[Data extracted from a collection]
━━━━━━━━━━━━━━━━━━━━━━━━━━━━━━
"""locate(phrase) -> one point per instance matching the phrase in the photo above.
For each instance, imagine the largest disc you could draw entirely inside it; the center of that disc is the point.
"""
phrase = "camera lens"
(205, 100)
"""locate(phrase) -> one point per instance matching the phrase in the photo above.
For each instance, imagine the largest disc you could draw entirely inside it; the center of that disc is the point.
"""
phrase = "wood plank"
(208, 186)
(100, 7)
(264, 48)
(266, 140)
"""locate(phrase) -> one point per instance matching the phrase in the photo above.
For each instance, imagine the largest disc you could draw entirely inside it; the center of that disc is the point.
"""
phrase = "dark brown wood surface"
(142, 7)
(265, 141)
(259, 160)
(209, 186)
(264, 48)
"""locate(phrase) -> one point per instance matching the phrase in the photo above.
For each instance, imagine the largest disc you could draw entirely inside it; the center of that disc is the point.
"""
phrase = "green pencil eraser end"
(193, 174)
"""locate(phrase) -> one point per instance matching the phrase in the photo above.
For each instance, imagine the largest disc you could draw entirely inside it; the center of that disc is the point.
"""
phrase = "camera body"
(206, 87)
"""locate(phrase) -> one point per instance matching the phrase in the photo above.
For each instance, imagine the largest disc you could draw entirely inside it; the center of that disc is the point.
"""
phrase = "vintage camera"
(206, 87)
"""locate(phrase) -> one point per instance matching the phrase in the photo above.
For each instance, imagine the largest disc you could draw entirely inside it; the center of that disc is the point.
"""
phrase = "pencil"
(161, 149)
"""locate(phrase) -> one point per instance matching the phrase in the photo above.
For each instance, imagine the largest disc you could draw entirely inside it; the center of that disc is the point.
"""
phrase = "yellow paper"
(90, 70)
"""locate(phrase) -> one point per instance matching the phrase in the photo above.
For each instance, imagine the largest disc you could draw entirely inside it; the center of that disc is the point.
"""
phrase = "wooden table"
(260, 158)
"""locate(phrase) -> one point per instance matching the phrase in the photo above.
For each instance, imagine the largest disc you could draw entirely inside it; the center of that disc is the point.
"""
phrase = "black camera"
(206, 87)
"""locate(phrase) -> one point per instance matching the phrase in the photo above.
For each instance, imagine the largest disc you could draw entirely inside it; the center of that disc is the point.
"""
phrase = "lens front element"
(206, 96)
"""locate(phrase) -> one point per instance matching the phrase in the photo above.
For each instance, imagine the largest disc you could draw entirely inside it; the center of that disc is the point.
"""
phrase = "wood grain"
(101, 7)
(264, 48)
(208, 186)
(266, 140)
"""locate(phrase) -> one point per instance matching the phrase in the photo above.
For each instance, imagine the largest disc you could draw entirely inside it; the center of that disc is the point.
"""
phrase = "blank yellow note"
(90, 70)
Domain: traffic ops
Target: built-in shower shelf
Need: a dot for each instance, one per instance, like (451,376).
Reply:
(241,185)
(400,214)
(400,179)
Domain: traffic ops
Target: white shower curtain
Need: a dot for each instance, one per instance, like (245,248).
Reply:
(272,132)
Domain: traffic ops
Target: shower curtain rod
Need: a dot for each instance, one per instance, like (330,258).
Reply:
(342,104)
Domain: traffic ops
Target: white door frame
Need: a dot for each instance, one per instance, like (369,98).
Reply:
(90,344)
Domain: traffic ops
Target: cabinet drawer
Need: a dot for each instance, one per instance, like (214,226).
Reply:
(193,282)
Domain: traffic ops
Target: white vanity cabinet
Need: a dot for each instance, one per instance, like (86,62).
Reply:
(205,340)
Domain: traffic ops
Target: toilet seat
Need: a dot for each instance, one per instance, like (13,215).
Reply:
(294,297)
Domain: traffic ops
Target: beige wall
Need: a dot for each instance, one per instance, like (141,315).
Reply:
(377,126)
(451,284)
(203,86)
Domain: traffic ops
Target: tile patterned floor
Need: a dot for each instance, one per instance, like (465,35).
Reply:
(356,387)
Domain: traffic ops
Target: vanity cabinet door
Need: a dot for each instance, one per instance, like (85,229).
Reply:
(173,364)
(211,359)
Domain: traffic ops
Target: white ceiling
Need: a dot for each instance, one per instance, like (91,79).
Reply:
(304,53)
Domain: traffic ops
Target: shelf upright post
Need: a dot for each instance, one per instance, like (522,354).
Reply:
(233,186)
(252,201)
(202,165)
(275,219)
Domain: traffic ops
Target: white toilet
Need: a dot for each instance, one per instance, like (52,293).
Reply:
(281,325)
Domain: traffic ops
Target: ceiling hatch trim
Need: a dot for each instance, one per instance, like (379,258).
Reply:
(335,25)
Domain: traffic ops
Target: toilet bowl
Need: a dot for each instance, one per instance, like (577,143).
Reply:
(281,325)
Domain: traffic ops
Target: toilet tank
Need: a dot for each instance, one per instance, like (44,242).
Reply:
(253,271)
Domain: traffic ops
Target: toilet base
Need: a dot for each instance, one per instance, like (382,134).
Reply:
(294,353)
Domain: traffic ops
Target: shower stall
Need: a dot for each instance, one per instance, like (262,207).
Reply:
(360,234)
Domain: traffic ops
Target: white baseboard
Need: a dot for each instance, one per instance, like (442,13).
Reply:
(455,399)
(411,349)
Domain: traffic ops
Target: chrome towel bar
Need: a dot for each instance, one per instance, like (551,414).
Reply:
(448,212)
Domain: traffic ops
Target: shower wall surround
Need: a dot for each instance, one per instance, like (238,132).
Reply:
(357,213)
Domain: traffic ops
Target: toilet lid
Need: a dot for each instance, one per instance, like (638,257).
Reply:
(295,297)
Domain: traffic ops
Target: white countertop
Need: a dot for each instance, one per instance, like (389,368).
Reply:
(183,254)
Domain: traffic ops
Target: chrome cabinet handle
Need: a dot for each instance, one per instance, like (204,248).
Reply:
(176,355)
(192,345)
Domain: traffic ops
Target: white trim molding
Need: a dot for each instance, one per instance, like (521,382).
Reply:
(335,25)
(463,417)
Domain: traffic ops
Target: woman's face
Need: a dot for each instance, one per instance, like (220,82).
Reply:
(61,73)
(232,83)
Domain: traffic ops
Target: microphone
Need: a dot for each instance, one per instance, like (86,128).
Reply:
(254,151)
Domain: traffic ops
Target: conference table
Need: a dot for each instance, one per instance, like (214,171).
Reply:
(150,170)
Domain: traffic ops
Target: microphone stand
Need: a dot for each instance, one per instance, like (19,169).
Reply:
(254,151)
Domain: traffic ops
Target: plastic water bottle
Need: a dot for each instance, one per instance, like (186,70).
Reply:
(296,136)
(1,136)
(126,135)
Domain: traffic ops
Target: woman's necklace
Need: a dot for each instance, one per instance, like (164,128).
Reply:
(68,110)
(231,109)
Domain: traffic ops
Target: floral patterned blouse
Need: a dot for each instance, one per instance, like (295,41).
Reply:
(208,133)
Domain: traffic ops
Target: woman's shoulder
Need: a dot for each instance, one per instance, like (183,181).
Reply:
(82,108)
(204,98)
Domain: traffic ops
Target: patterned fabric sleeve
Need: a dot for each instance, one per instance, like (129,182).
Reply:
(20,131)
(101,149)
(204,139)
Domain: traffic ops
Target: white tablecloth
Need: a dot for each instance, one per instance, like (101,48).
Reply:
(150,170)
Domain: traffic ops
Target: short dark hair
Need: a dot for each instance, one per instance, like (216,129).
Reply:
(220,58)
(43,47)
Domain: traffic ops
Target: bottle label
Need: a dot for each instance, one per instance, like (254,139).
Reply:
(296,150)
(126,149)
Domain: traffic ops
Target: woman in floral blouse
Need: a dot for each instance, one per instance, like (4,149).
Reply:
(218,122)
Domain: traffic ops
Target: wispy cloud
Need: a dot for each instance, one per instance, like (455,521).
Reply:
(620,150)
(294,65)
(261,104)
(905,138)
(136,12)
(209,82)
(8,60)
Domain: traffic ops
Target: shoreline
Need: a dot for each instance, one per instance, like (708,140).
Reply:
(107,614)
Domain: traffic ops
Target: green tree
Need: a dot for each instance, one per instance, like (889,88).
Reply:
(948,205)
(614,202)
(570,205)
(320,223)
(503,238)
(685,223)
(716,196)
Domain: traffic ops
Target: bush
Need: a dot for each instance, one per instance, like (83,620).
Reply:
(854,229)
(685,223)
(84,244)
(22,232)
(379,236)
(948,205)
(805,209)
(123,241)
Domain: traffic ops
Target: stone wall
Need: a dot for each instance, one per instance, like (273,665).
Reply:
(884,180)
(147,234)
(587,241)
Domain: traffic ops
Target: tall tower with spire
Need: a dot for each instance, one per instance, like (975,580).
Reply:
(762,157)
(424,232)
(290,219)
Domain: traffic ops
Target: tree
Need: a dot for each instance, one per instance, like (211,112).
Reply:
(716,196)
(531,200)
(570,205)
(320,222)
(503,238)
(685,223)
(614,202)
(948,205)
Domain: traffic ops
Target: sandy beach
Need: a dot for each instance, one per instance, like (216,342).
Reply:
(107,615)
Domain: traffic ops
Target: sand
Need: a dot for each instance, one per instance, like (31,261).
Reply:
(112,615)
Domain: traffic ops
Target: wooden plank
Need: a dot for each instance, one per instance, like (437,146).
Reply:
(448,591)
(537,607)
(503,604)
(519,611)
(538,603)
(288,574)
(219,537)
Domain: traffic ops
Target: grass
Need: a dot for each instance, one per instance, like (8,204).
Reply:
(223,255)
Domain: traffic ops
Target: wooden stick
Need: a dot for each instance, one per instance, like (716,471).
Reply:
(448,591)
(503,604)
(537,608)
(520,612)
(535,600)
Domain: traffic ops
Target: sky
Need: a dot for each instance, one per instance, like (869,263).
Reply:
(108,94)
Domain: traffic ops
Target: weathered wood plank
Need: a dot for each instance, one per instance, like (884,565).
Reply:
━━━━━━━━━━━━━━━━━━━━━━━━━━━━━━
◆ Your instructions: Your answer must be a single number: the count of lines in the records that include "door".

◆ Exercise output: 2